元の文章 =>
ちゃんとしたデータで議論しよう。

まあ「日本は男尊女卑!」「家父長制反対!」と叫びたい左派やフェミニストたちの気持ちはわかるが、データくらいは正確に出そう。

不妊治療に保険適応反対を叫びたいのはわかるが、妊娠出産は生物学的なものであって男が代わってあげられるものではない。女性の勝手な都合で苦しみは男に全部背負わせろということは無理なんである。

つわりも出産時の痛みも生物としての人間が持つ経過であるから都合よく動かせるものではない。脳内では好き勝手なことが妄想できるが、そういう願いを文字に書いたところで、単にSFの世界になるわけである。

もちろん、制吐剤の発達や無痛分娩などもあるが、無痛分娩であるからといって分娩の苦痛がゼロになるわけでもないし、危険がゼロになるわけでもない。

もちろん、麻酔科医をもっとたくさん養成するための費用を国民が負担するというのなら別だが、そういう必要経費は医師自身がボランティアスピリットを持って自己負担せよということであればそういう人は育ってこないのが当然である。

与えられた項目 =>

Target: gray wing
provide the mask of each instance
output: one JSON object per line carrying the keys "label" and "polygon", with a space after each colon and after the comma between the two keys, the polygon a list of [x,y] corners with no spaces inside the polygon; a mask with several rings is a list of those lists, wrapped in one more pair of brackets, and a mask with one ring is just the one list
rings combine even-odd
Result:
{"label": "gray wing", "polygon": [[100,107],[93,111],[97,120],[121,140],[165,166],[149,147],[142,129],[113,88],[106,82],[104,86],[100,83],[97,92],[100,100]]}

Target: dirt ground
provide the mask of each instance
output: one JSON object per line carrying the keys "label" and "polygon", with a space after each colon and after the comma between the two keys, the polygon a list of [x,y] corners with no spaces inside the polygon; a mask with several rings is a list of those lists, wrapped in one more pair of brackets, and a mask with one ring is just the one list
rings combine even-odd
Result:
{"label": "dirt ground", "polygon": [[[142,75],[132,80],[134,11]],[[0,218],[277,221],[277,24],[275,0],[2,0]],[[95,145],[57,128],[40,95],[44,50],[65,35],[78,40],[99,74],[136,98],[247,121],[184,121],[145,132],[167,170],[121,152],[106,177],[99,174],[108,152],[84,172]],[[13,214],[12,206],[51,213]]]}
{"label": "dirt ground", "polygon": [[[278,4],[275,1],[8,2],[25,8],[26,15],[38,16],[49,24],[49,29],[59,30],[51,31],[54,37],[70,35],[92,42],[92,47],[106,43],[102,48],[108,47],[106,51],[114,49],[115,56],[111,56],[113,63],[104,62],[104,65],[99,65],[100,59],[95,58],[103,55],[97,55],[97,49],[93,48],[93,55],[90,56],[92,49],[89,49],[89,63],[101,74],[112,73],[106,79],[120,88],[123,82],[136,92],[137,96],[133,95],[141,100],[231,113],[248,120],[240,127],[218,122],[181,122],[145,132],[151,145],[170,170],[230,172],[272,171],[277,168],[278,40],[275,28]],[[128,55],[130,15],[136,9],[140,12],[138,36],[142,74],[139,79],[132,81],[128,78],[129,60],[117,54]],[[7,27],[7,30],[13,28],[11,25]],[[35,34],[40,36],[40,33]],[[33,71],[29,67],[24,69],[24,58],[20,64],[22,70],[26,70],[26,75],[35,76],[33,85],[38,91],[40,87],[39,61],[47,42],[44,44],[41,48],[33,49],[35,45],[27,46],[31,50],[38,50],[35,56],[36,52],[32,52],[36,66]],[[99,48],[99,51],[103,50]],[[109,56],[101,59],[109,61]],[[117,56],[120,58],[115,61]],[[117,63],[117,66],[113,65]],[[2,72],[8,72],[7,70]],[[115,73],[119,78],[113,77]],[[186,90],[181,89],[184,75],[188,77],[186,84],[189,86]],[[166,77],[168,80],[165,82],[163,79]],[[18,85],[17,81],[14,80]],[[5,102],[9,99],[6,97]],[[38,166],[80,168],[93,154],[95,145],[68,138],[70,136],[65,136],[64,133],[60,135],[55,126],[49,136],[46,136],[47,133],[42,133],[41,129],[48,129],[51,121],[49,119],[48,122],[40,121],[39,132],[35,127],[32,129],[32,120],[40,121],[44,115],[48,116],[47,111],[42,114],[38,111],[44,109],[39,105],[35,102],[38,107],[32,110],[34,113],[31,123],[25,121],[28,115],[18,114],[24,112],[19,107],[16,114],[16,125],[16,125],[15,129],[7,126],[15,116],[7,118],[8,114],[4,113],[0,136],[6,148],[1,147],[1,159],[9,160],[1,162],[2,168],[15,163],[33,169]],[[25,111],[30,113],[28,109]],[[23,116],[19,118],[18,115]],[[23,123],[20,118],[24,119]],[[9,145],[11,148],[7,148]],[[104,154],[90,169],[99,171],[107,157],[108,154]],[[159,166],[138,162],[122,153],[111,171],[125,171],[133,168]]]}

次の課題 =>
A. 不妊治療と出産についての文章の「ちゃんとしたデータで議論しよう。」から「SFの世界になるわけである。」までを、一字も変えずに全部書き写せ。
B. 不妊治療と出産についての文章を、最後の文の後から書き継げ。

この演習の解答 =>
A.
ちゃんとしたデータで議論しよう。

まあ「日本は男尊女卑!」「家父長制反対!」と叫びたい左派やフェミニストたちの気持ちはわかるが、データくらいは正確に出そう。

不妊治療に保険適応反対を叫びたいのはわかるが、妊娠出産は生物学的なものであって男が代わってあげられるものではない。女性の勝手な都合で苦しみは男に全部背負わせろということは無理なんである。

つわりも出産時の痛みも生物としての人間が持つ経過であるから都合よく動かせるものではない。脳内では好き勝手なことが妄想できるが、そういう願いを文字に書いたところで、単にSFの世界になるわけである。

B.
不妊治療について、もっと医療費を安くしろということになると安全面が疎かになる。具体的にいうと、例えば感染リスクが増えてもいいですか?ということになる。日本人はそういうリスクを軽視しがちではあるが、不妊患者さんを特攻隊のように扱いそうである。安全にはコストがかかる。そういう点を無視したい人は大西中将に賛意を示すのが良いと思う。

不妊治療などに金を使うなら保育、教育に金を使えというのももっともらしい言い分ではある。

厚労省も保育所の整備については全力で取り組んでいることは確かである。

上のpdfが令和元年に出された保育状況のレポートである。ほぼ首都圏、近畿県などの大都市圏や中核都市に多くの問題があるというより他ない。過密の都市には保育園として適当な用地も少ないわけである。

教育については児童数が減少する中で、財務省は子供などよりも高齢者福祉のことで頭がいっぱいであるということであろう。高齢者が「自分たちのことより子供たちにお金を使って欲しい」と言えばいいのである。まあ、冗談レベルである。高齢者達は「昔の子供は学校などいかなくてもちゃんと育ったものだ。今の子供は甘えすぎている。学校を廃止して全部老人ホームにすべきだ」くらいのことは言いかねないのである。高齢者たちが自分の年金を減額しても見知らぬ子供達に使って欲しいという姿より現実的にありそうである。

妊産婦死亡については日本は世界のトップクラスに少ない国である。これは日本の産科医の努力の賜物というべきであろう。

妊産婦死亡率は最新のデータでは(2018年)出産10万当たり3.3である。実数にして31人である。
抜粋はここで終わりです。